**Given task 1**: In the records, give every line from the one containing "[spot] the murky" through the final line of the records as a JSON list of strings, one string per line, leaving out blank lines.

**Text section**:
____________________
By Christina Rexrode
Bank of America Corp. on Friday said it would allow certain
investors to nominate their own directors, bowing to pressure from
three large shareholders.
Bank of America's concession is part of a larger shift this year
as a number of U.S. corporations, including General Electric Co.
and Prudential Financial Inc., embrace a shareholder-friendly
nominating process-- known as "proxy access"--after years of
opposing it. Generally, at U.S. public companies, only directors
who are supported by the company are nominated to the board.
The changes could give pension funds, unions and other big
investors more influence over U.S. companies. Bank of America's
agreement requires that shareholders own at least 3% of the bank's
shares for at least three years, though up to 20 investors will be
allowed to pool their holdings to reach that threshold.
The shareholders that helped push for the change--the California
Public Employees' Retirement System, the California Teachers'
Retirement System and the adviser to New York City's five pension
funds--collectively own about 90 million shares, or about 0.9% of
the total.
Giving shareholders more say over who is on the board "is a
fundamental shareholder right" and necessary for making board
members accountable to shareholders, said Anne Simpson, senior
portfolio manager of Calpers, the biggest public pension fund in
the U.S.
Citigroup Inc. recently decided to support a similar shareholder
proposal, though its strategy differs slightly from Bank of
America's. While Bank of America already changed its bylaws,
Citigroup is supporting a shareholder amendment that investors can
vote on at the annual meeting. That means the measure could still
fail.
Bank of America had previously opposed similar proxy-access
proposals filed by activist investor John Harrington, including one
filed for this year's ballot. The bank said it had numerous
discussions this year with a range of shareholders on the issue of
giving investors more say over who joins the board before making
the change.
____________________
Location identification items

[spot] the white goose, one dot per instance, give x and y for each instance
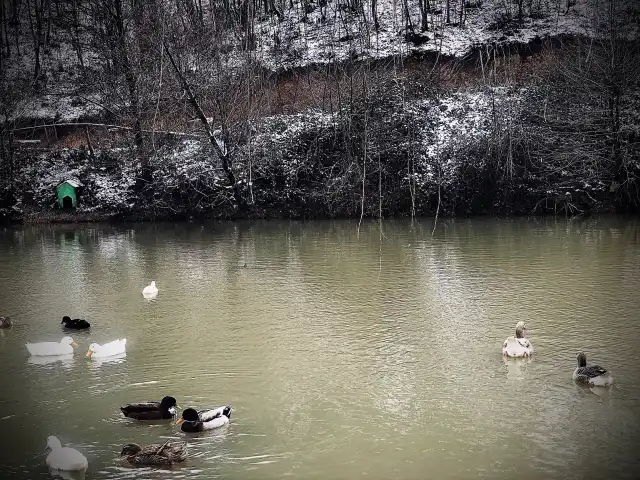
(64, 458)
(115, 347)
(517, 346)
(591, 374)
(64, 347)
(150, 290)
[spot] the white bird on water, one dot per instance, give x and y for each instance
(108, 349)
(517, 346)
(64, 347)
(64, 458)
(150, 290)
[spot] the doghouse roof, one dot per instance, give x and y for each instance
(74, 182)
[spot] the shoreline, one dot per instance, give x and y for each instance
(45, 218)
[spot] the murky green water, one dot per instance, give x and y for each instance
(343, 357)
____________________
**Given task 2**: According to the article on Bank of America's proxy access, what level of share ownership and holding period does the bank's agreement require of shareholders?

**Full response 1**:
[
  "[spot] the murky green water, one dot per instance, give x and y for each instance",
  "(343, 357)"
]

**Full response 2**: At least 3% of the bank's shares, held for at least three years.